» **Data records**:
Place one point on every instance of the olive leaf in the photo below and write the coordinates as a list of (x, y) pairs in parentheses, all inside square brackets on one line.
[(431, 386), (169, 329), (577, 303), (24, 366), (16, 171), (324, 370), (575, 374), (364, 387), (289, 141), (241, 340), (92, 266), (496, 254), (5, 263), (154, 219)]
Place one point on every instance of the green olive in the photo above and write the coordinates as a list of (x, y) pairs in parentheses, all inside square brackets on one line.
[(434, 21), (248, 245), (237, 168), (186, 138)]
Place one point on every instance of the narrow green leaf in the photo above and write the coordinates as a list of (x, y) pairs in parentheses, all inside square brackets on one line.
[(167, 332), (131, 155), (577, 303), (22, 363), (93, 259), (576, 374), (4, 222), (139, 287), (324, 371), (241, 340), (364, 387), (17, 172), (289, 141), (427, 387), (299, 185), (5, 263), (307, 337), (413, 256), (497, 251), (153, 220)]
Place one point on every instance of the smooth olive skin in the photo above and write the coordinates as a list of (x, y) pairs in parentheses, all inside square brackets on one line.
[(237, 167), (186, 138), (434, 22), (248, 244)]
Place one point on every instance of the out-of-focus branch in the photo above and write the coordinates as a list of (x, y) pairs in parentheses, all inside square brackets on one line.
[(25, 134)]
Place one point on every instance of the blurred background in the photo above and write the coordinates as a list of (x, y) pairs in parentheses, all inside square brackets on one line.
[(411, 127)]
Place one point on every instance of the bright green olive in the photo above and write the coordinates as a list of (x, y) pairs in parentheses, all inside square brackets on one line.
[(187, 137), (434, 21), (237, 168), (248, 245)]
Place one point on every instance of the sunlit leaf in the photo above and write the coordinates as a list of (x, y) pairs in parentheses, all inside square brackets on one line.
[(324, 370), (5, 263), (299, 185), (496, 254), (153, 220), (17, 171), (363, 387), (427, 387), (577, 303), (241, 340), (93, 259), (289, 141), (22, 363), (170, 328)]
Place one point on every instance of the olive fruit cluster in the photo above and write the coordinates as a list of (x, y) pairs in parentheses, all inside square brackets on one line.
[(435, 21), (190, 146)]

» **Instructions to follow**: An exact copy of the line containing "Place one point on every instance of the sunlit" and all lines after it, through the last line of the entries, is the required answer.

» **Result for this exercise**:
Place one point on every instance of the sunlit leaf in the photo above and write the coordinates as a list of (x, y) pairs in parentheses, all inside square brackets on one line.
[(324, 370), (5, 263), (299, 185), (496, 254), (153, 220), (17, 171), (363, 387), (427, 387), (577, 303), (241, 340), (93, 259), (289, 141), (22, 363), (170, 328)]
Place one point on every instance of the olive fruit cluster in the photo above and write the coordinates as a list of (x, y) pairs in parentheses, all inside square brackets on one line.
[(435, 21), (190, 146)]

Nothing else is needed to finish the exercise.